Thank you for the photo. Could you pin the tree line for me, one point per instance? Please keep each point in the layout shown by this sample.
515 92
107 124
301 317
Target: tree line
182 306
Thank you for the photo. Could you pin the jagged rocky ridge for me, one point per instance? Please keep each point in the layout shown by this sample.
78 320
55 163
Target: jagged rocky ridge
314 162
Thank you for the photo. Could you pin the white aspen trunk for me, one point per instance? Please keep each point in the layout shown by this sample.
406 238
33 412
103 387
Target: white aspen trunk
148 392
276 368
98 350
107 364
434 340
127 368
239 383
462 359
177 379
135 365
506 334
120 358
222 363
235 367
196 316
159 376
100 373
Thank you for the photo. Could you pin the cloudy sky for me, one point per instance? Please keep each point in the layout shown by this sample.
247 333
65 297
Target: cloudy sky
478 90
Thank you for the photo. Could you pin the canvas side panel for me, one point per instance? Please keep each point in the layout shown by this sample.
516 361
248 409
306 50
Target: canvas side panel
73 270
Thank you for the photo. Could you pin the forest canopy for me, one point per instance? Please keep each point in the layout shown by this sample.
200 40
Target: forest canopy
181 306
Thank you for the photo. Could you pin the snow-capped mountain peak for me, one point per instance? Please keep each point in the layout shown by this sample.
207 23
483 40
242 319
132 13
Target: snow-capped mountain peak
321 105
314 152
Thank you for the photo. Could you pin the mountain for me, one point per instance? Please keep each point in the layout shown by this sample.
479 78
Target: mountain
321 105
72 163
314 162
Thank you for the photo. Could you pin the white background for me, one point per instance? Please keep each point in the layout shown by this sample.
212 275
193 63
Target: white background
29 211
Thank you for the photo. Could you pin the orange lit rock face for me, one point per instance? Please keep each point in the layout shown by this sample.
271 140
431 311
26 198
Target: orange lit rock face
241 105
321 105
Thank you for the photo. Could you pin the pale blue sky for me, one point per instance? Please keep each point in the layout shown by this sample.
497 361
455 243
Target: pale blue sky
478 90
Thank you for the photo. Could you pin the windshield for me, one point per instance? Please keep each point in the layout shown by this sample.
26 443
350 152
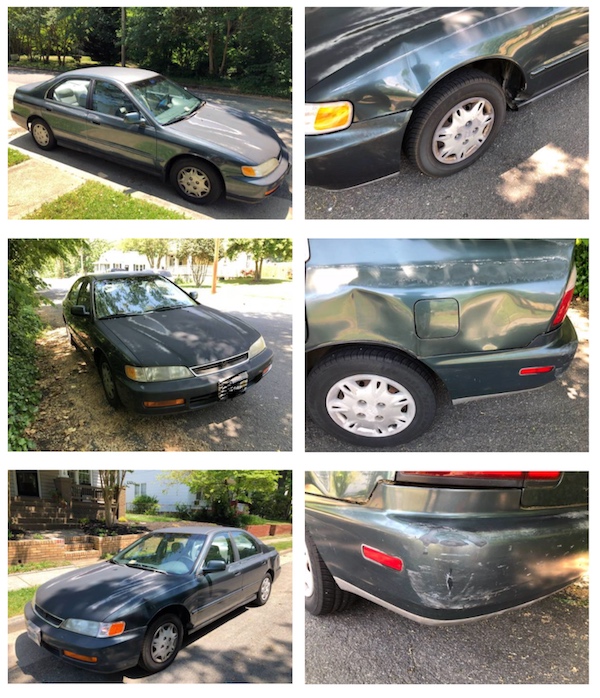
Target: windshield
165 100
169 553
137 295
^^^^^^^^
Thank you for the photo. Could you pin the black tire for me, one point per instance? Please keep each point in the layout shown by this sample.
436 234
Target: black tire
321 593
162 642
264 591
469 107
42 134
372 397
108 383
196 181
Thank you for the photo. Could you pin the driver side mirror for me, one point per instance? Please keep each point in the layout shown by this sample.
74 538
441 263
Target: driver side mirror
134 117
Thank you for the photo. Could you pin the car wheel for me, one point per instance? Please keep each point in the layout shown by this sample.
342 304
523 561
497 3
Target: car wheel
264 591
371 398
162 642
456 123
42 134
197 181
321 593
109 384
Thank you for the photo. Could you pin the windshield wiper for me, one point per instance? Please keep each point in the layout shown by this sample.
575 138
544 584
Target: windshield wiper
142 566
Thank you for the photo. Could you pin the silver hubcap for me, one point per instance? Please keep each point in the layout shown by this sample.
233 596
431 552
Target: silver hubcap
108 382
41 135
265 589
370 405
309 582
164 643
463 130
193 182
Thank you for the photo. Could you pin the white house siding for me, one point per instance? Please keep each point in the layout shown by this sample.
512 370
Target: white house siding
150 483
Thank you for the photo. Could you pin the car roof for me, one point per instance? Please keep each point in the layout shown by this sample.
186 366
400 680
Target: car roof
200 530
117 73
^^^^^^^^
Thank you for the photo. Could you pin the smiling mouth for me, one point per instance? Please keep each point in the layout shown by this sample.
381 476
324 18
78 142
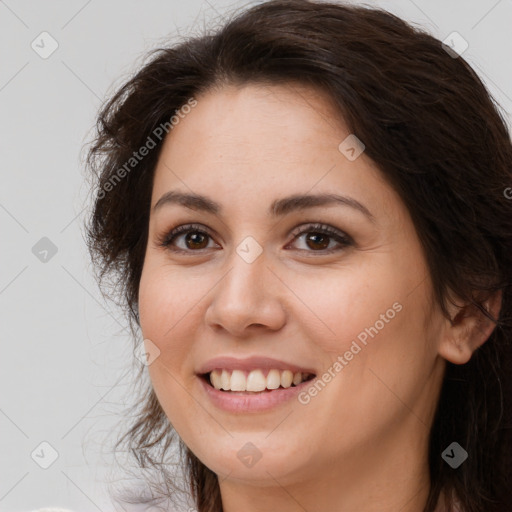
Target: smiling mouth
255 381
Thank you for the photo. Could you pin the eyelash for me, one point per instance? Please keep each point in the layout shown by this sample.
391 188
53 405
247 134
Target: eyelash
^^^^^^^^
* INSTRUCTIONS FOR THE TASK
Please copy out each line of the material that contains the string "eyelash".

* ANSWER AREA
Thank you for the photo. Could you pin the eyelash for me, one point per instance? Please keep each point in the layout shown by this sample.
Target: eyelash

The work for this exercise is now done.